__Problem details__:
Begin at the line that has "Pretty please, detect the suit" and stop after the line that has "[108,117,136,143]". Reproduce only those lines, swapping "white dress shirt" for "button-down shirt" and leaving everything else unchanged.

+--

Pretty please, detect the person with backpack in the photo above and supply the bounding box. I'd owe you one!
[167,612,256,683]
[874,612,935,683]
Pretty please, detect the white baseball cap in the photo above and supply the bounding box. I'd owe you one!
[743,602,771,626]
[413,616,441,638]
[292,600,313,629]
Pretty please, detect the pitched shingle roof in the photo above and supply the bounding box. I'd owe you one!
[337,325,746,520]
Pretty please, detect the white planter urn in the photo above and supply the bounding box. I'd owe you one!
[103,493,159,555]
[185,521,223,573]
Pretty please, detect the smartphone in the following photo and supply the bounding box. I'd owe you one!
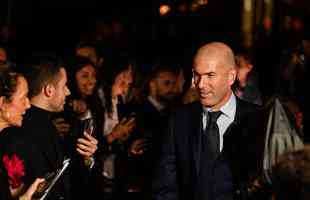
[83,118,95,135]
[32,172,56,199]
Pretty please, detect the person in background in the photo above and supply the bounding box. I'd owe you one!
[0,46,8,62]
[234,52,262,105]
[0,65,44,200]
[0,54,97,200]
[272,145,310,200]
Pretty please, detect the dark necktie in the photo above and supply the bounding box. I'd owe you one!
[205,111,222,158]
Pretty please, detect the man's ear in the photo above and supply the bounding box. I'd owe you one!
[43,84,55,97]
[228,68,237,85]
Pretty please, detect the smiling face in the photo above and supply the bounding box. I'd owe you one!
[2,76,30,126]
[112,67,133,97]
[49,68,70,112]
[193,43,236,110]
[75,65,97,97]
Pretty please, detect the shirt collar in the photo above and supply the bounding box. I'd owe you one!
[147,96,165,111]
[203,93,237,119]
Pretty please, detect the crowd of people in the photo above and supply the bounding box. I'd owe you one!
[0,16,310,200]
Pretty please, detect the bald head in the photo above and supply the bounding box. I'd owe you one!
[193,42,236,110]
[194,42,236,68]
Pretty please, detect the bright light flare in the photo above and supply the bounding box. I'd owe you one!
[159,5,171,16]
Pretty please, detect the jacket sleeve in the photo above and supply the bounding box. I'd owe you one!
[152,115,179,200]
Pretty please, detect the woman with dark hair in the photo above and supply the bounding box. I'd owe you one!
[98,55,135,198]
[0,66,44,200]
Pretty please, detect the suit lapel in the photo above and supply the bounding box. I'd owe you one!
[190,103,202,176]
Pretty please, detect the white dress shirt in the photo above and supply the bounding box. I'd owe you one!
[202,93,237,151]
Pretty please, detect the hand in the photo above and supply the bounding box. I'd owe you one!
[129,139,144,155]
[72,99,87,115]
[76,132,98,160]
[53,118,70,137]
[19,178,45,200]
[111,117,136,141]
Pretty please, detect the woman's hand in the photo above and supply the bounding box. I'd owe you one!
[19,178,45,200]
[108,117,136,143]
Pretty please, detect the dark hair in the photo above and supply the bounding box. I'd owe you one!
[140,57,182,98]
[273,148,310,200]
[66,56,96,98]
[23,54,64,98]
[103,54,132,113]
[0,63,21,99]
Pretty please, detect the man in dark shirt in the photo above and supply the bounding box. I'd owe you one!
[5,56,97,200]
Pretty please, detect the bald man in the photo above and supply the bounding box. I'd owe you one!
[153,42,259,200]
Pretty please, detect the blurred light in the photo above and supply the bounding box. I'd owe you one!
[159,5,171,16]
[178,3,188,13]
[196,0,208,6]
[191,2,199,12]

+--

__Task solution__:
Pretty please, detect the suit lapel in the photo above and supply the bounding box. I'd owe you one!
[190,103,202,176]
Pretty please, detect the button-down shirt in the photo above and supply the bounding box. I'd owe you one!
[202,93,237,151]
Pretty please, detect the hand in the photo above and supply the bounding box. I'd owe you one!
[129,139,144,155]
[72,99,87,115]
[76,132,98,160]
[53,118,70,137]
[19,178,45,200]
[111,117,136,141]
Pretty please, detect the woman's hand in the photo above and supply the bounding box. I'd owe you one!
[19,178,45,200]
[108,117,136,143]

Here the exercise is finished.